What you should do >> Your response should reproduce every line of the entries that contains the word "query".

____ Source data

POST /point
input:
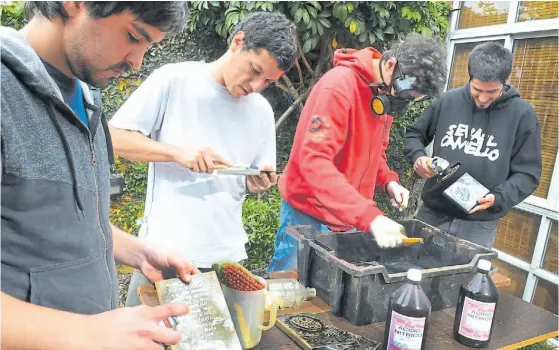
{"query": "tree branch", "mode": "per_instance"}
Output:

________
____ Source data

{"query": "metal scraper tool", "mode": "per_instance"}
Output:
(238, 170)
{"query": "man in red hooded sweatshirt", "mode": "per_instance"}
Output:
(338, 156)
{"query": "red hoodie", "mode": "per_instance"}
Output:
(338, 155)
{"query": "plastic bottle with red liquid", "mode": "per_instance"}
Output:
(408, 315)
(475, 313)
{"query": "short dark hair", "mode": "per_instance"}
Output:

________

Solution to this problem >>
{"query": "tree branch", "mode": "per_instance"}
{"query": "metal scraper tool", "mode": "per_instance"}
{"query": "man in red hooded sweatshirt", "mode": "per_instance"}
{"query": "red hoodie", "mode": "per_instance"}
{"query": "plastic bottle with red liquid", "mode": "per_instance"}
{"query": "short dark hair", "mode": "per_instance"}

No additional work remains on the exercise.